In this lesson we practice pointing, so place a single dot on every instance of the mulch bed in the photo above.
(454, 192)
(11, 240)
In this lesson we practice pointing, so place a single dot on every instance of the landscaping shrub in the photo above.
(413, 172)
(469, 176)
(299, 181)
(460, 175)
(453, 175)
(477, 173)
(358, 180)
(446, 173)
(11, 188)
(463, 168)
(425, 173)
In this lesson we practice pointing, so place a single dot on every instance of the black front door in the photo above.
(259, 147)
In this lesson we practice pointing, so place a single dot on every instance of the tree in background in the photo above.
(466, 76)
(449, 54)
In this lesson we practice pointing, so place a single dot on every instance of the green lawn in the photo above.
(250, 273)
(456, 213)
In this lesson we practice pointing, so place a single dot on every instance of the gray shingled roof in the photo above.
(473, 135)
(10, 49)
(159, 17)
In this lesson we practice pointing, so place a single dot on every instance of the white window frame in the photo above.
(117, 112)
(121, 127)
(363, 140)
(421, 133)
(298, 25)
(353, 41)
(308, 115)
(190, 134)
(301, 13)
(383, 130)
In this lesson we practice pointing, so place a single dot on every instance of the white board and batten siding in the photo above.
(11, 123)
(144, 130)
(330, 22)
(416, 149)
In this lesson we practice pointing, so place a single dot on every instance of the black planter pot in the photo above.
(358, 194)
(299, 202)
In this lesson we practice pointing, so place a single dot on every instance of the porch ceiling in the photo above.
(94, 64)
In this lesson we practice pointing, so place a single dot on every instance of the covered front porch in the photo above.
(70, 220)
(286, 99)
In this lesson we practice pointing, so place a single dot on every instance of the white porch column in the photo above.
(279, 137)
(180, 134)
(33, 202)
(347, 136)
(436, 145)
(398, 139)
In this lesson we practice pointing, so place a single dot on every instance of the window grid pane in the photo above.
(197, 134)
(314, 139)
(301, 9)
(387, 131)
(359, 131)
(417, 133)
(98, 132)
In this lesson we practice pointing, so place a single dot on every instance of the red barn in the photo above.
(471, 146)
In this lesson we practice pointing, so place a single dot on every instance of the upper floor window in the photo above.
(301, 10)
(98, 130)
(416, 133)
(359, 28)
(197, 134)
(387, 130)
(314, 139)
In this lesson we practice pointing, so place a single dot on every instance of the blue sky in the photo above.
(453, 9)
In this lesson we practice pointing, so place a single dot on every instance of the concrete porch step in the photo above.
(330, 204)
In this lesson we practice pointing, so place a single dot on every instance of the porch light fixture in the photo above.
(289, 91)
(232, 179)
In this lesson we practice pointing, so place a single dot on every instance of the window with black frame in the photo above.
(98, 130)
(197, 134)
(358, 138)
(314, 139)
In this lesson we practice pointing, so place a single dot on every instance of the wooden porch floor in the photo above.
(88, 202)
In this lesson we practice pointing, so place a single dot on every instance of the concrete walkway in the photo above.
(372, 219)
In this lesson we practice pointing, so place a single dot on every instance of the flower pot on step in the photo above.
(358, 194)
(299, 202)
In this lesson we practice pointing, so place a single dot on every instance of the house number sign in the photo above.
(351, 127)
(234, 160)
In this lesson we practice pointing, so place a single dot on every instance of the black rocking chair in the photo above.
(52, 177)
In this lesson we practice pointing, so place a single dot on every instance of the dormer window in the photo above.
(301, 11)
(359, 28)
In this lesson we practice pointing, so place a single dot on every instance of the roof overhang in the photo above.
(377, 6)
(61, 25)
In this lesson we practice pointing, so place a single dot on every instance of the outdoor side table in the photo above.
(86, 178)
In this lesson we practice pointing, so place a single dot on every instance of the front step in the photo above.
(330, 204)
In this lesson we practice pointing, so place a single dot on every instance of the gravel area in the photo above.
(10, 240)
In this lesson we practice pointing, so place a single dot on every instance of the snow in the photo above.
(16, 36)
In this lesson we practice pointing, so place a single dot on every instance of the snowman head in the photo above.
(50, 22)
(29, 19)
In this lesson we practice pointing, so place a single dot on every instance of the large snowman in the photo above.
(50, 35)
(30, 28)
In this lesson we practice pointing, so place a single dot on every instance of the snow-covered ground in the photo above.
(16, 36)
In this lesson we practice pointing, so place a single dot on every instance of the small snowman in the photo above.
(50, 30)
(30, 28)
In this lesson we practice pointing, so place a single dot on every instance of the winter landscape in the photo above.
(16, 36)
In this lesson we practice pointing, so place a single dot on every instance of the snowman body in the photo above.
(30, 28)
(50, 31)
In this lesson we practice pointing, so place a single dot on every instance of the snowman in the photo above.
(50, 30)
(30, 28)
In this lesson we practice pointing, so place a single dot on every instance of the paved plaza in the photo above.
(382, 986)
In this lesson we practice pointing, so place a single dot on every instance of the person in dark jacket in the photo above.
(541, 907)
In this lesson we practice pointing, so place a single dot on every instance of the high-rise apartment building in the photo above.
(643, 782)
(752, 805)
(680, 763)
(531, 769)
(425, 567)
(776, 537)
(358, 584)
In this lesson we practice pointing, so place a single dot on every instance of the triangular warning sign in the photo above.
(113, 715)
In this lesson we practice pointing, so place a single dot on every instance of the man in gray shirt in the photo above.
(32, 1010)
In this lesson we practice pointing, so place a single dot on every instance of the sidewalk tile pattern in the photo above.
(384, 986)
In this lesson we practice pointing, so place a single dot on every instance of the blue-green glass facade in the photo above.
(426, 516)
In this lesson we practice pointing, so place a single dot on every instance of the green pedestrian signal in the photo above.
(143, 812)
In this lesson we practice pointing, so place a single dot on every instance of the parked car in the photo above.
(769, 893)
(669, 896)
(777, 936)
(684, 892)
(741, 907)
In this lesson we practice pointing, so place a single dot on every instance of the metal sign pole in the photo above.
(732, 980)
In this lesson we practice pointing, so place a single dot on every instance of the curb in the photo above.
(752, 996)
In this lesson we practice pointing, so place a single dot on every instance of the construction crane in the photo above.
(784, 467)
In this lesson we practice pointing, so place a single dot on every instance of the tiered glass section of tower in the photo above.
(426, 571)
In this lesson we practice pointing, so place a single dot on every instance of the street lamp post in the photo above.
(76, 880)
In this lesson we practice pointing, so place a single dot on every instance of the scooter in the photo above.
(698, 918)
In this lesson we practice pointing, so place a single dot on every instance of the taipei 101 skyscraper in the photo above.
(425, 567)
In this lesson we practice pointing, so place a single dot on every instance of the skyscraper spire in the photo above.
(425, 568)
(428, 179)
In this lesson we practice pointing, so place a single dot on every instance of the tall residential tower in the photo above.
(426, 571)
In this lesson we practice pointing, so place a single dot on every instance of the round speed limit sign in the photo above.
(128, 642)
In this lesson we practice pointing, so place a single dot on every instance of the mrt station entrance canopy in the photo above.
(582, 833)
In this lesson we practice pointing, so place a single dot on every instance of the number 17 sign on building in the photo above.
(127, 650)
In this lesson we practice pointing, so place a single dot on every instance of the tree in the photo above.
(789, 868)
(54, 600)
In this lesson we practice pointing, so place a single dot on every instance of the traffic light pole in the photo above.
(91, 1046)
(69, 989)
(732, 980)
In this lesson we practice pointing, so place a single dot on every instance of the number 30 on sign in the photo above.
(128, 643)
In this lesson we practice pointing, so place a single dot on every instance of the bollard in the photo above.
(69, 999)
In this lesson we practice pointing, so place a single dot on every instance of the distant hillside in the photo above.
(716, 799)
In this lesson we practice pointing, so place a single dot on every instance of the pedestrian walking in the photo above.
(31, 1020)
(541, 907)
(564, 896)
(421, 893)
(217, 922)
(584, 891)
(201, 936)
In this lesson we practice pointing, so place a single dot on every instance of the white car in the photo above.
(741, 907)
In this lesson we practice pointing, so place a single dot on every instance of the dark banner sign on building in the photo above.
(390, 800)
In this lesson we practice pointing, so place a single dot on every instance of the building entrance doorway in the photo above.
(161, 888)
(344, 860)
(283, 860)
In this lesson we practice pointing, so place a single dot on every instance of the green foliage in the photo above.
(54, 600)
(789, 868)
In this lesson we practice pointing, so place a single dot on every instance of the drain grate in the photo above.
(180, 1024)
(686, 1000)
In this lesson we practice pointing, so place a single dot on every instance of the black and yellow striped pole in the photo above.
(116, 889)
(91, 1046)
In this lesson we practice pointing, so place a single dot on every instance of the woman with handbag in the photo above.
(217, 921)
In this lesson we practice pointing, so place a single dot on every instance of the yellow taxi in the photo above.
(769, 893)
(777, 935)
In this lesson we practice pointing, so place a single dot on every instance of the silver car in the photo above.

===

Look above for the line containing "handbag in the photo above.", then please write out that line and each one after it through the end, exactly, with nothing else.

In this lesson we practice pointing, so place a single dot on every instance of the woman with handbag in the photo above.
(217, 921)
In this lesson we practice pointing, so place a single dot on every instance of the yellow taxi in the photo above.
(769, 893)
(777, 935)
In this lesson we practice pointing, so place a single dot on every instance of the silver car in the photo above.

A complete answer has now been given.